Start DATA PROVIDED

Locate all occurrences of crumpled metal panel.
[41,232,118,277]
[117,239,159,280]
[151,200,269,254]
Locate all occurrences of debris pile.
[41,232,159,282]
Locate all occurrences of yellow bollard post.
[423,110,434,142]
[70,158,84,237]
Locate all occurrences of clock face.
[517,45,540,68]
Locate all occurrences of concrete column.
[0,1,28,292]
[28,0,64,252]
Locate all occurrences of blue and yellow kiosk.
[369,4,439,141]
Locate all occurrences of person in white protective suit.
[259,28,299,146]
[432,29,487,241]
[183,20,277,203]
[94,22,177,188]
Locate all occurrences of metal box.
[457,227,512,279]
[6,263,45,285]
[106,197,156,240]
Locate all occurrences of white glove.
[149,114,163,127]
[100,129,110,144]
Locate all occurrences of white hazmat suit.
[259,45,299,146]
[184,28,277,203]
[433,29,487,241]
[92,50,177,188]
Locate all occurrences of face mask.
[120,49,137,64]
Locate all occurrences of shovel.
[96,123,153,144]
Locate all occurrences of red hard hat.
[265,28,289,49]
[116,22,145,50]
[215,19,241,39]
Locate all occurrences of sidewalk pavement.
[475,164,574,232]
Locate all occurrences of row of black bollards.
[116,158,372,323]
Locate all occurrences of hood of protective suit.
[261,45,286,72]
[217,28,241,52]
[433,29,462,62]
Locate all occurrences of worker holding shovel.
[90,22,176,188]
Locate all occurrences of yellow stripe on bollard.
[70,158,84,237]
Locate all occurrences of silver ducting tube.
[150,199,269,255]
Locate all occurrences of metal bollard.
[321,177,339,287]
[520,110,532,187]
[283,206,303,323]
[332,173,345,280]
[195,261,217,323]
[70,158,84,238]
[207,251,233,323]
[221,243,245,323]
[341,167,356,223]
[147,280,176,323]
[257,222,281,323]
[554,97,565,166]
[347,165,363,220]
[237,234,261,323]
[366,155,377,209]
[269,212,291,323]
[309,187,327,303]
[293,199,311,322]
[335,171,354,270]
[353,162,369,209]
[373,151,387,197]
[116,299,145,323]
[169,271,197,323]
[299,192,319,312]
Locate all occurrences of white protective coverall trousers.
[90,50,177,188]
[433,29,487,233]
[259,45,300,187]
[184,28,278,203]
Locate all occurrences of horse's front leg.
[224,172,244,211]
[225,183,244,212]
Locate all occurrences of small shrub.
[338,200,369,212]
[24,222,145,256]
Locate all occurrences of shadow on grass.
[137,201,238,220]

End DATA PROVIDED

◆ WRITTEN REQUEST
Could you reproduce all of the data above line for line, with no changes?

◆ TASK RESULT
Locate all occurrences of crumpled metal panel.
[41,232,118,277]
[117,239,159,280]
[151,200,269,254]
Locate all occurrences of debris pile.
[41,232,159,282]
Locate all occurrences of yellow bollard post.
[423,110,434,142]
[70,158,84,237]
Locate all occurrences of clock face.
[517,45,540,68]
Locate all occurrences of concrete column.
[0,1,28,292]
[28,0,64,252]
Locate all occurrences of blue and yellow kiosk.
[369,4,439,141]
Locate all occurrences of person in white protective suit.
[259,28,299,146]
[432,29,487,241]
[183,20,277,203]
[94,22,177,188]
Locate all occurrences of metal box.
[457,227,512,279]
[6,263,45,285]
[106,197,156,240]
Locate all occurrences of white glove.
[149,114,163,127]
[100,129,110,144]
Locate all occurrences of white hazmat suit.
[259,45,299,146]
[184,28,277,203]
[433,29,487,241]
[92,50,177,188]
Locate all occurrences of face mask.
[120,49,137,64]
Locate all occurrences of shovel.
[96,123,153,144]
Locate all occurrences of red hard hat.
[265,28,289,49]
[116,22,145,50]
[215,19,241,39]
Locate all occurrences of sidewalk pavement.
[475,164,574,232]
Locate all occurrences of row of black bollards.
[116,158,372,323]
Locate all occurrences of hood of protective suit.
[261,45,286,72]
[217,28,241,52]
[433,29,462,62]
Locate all occurrences of worker holding shovel.
[90,22,176,188]
Locate all occurrences of yellow stripe on bollard.
[70,158,84,237]
Locate all occurrences of silver ducting tube.
[150,199,269,255]
Locate all occurrences of metal bollard.
[321,177,339,287]
[520,110,532,187]
[283,206,303,323]
[332,173,345,280]
[195,261,217,323]
[70,158,84,238]
[207,251,233,323]
[221,243,245,323]
[341,167,356,223]
[147,280,176,323]
[257,222,281,323]
[554,97,565,166]
[347,165,363,220]
[237,234,261,323]
[366,155,377,209]
[269,212,291,323]
[309,187,327,303]
[293,199,311,322]
[335,171,354,270]
[353,162,369,209]
[373,151,387,197]
[116,299,145,323]
[169,271,197,323]
[299,192,319,312]
Locate all occurrences of white protective coverall trousers.
[90,50,177,188]
[433,29,487,233]
[259,45,300,187]
[184,28,278,203]
Locate all occurrences of horse's front leg.
[224,172,244,211]
[225,183,244,212]
Locate all occurrences of small shrub.
[338,200,369,212]
[24,222,145,256]
Locate all occurrences of shadow on grass.
[137,201,238,220]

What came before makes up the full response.